>> start Exercise data
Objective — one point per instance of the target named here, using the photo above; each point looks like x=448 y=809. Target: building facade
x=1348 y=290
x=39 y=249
>> end Exercise data
>> start Exercise data
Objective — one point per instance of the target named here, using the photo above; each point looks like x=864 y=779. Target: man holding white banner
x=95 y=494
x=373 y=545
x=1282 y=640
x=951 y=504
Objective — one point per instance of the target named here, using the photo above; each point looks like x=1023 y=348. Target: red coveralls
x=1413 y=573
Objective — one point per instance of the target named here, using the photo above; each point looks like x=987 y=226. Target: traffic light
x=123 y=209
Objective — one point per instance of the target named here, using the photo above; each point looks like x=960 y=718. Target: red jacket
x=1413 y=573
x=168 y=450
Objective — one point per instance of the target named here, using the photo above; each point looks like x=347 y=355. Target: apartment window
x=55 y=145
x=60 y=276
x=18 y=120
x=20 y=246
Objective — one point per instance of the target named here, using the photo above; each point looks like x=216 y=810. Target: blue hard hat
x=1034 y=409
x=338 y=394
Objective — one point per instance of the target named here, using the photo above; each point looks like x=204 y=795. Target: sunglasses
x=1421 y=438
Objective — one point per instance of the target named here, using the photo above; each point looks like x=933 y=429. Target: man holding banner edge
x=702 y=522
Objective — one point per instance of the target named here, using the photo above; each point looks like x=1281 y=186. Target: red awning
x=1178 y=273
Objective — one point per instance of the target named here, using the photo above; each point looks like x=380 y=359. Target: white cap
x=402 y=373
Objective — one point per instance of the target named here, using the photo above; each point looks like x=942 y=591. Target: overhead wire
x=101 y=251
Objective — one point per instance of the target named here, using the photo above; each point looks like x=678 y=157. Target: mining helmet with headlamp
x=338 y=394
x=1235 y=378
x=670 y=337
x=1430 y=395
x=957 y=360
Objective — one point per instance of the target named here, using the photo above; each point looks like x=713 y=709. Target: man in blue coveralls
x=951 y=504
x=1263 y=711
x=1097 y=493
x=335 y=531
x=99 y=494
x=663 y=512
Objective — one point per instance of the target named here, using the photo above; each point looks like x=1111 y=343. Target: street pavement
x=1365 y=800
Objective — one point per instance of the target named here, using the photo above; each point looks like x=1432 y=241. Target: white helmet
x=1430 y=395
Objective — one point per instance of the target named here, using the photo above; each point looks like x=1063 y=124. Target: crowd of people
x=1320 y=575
>> end Exercise data
>> start Exercise data
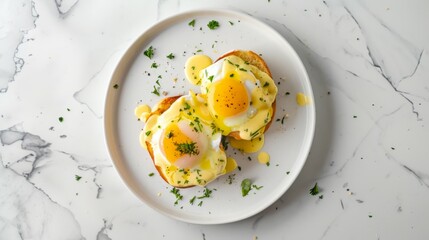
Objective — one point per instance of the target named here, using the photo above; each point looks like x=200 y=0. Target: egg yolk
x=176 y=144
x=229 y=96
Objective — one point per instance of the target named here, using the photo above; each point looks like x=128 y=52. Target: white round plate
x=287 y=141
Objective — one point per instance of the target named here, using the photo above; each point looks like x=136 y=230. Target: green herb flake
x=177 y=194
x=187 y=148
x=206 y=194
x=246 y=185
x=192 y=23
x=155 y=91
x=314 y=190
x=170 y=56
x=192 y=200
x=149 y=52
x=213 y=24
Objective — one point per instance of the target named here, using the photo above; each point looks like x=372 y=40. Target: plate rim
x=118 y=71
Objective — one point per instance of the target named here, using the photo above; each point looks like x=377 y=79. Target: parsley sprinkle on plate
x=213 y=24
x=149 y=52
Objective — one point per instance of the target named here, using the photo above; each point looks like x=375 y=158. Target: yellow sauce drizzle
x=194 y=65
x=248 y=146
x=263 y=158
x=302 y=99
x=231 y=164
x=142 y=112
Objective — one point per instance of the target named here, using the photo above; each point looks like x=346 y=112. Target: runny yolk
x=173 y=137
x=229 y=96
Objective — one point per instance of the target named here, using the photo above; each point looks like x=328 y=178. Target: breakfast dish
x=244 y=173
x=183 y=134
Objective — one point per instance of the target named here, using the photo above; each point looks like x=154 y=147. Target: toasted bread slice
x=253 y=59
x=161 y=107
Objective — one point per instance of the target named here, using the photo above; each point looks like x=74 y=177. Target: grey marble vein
>> end Exercise data
■ Task objective
Edit the listing starting at the line containing "helmet with headlamp" and ending at the line containing "x=957 y=360", replacing "mining" with "safety" and leaving everything else unchanged. Give back only those lines.

■ Task result
Objective — one point per instance of the target named here, using the photo above; each point looks like x=678 y=157. Target: safety helmet with headlamp
x=338 y=394
x=1235 y=378
x=670 y=337
x=1430 y=395
x=957 y=360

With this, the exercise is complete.